* **Aim of the exercise**:
In the piece on the city and county partnership against COVID-19, copy the passage starting at "City and county leaders" and ending at "frustration among residents.", substituting "citizens" for "residents".

City and county leaders have built a strong partnership in their fight against COVID-19
Published 2:37 pm Wednesday, December 9, 2020
From day one, local leaders — those on the Vicksburg Board of Mayor and Aldermen and the Warren County Board of Supervisors — have been unified in their approach to addressing the COVID-19 pandemic.
From day one, leaders at the city and county level have communicated and worked in concert with one another to give a single message to avoid confusion and frustration among residents.
Even when the message and decision have been met with contempt and strong disagreement by the public, local leaders have stood strong in the belief that the measures they are taking are done with the public’s health in mind and made with the best advice and information available.
From day one, local leaders have consulted local medical officials, gotten their advice, took their recommendations and put their suggestions into action. Almost weekly, leaders have taken part in conference calls where the number of new cases, the surge in testing, the number of virus-related deaths, and more, are taken into strong consideration before action is taken.
In the first few press conferences, held in mid-March as the local pandemic was in its infancy, local leaders stood side-by-side with health experts as information was passed on, questions were asked and initial actions announced. Even though those press conferences have grown more scarce, and the number of those participating has grown fewer, the cooperation between government officials and medical experts has only grown stronger.

* **Images for object localization**:
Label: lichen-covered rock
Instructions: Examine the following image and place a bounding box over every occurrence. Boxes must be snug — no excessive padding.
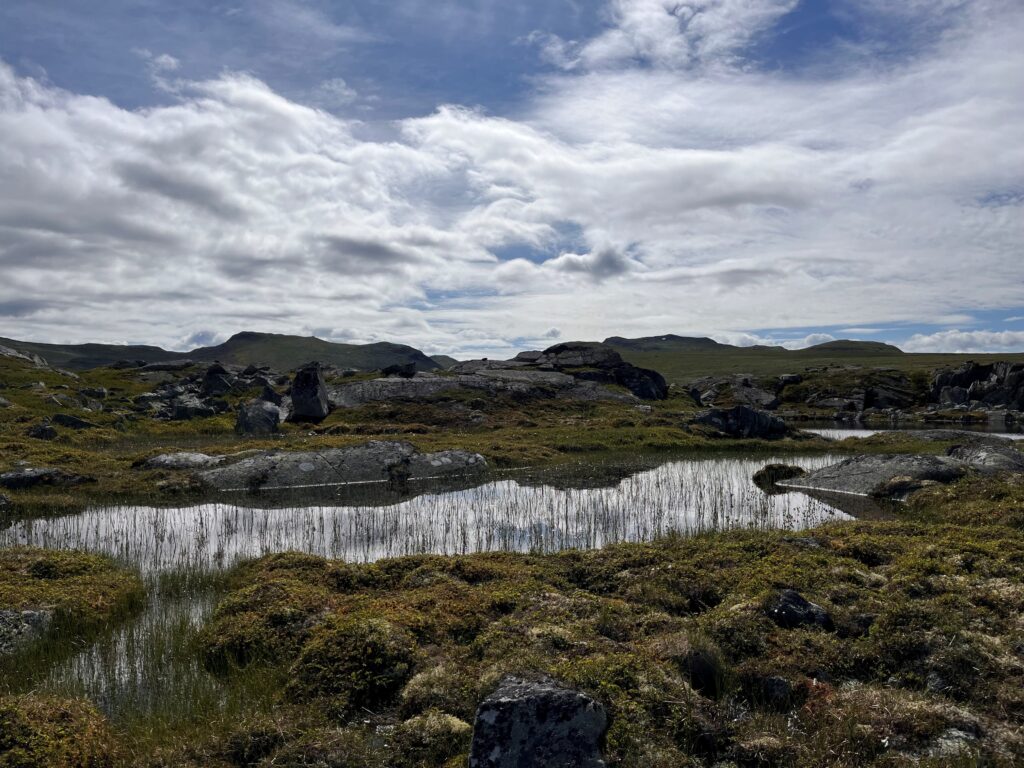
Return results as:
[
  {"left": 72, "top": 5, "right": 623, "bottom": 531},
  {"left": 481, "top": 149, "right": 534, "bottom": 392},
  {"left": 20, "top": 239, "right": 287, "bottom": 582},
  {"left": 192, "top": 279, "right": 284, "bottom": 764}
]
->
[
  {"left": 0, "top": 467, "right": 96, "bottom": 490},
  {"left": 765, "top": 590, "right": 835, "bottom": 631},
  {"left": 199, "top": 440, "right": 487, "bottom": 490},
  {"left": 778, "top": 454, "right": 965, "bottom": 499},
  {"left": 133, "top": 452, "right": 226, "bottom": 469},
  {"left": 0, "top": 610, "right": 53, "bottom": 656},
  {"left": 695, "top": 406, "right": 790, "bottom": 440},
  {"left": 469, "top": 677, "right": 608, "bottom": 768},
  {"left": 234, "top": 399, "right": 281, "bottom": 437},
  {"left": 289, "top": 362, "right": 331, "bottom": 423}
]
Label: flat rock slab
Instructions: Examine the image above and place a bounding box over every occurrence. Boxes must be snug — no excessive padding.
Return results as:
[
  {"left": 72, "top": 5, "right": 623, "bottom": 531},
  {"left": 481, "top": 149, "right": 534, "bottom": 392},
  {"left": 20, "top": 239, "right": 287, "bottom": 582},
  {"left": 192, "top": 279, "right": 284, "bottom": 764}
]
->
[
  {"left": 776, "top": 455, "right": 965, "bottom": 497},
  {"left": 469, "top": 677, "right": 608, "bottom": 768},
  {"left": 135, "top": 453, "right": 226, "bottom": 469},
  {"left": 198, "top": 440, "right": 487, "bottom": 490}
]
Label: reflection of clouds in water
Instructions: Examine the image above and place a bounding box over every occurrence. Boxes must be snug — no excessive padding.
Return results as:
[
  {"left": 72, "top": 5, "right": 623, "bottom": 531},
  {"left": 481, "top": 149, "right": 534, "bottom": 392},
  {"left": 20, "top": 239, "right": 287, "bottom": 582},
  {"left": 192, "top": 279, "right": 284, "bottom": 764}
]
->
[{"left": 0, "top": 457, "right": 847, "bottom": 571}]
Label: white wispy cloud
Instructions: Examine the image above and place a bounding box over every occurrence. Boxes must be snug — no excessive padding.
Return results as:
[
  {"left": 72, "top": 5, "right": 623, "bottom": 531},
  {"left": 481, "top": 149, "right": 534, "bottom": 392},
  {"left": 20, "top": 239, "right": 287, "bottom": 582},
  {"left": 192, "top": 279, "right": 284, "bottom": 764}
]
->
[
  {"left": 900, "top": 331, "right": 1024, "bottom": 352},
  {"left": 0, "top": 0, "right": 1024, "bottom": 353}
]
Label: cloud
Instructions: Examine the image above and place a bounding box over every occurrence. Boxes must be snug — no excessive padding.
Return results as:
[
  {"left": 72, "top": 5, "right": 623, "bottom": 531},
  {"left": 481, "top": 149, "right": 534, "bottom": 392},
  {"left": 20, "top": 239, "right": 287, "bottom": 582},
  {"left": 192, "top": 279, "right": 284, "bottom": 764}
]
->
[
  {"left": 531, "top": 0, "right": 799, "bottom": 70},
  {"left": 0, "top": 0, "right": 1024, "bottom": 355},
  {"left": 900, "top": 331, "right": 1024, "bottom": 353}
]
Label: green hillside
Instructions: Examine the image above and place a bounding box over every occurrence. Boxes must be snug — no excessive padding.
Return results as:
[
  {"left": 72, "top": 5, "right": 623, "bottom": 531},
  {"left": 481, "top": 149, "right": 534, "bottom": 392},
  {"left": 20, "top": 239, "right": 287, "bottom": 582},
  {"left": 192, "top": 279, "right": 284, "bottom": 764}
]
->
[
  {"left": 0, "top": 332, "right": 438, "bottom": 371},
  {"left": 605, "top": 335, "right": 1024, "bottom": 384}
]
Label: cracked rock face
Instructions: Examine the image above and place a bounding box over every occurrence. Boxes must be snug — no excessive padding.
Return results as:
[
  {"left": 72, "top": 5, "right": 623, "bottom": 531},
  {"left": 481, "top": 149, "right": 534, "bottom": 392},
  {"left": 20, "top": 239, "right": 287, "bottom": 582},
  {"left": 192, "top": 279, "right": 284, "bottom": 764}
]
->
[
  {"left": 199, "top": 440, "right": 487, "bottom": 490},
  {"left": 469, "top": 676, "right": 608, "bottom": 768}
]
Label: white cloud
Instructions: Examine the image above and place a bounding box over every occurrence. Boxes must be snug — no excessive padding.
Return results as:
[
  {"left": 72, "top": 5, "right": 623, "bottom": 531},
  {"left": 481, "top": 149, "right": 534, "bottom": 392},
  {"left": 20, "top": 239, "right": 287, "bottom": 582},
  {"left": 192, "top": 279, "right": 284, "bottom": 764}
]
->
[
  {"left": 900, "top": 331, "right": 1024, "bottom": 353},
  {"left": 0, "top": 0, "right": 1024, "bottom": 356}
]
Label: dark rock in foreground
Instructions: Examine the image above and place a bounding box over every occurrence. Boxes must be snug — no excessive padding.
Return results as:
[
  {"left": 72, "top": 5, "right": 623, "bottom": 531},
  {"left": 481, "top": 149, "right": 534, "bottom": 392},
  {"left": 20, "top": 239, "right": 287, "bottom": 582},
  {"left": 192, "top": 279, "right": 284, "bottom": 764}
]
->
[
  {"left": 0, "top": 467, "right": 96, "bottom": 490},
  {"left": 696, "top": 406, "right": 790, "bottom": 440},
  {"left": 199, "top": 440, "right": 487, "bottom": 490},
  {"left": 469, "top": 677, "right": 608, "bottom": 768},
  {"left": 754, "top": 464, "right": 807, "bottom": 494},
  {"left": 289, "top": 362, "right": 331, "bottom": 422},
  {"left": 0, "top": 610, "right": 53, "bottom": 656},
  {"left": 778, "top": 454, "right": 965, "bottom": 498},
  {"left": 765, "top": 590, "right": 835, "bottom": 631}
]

* **Result of the exercise**:
City and county leaders have built a strong partnership in their fight against COVID-19
Published 2:37 pm Wednesday, December 9, 2020
From day one, local leaders — those on the Vicksburg Board of Mayor and Aldermen and the Warren County Board of Supervisors — have been unified in their approach to addressing the COVID-19 pandemic.
From day one, leaders at the city and county level have communicated and worked in concert with one another to give a single message to avoid confusion and frustration among citizens.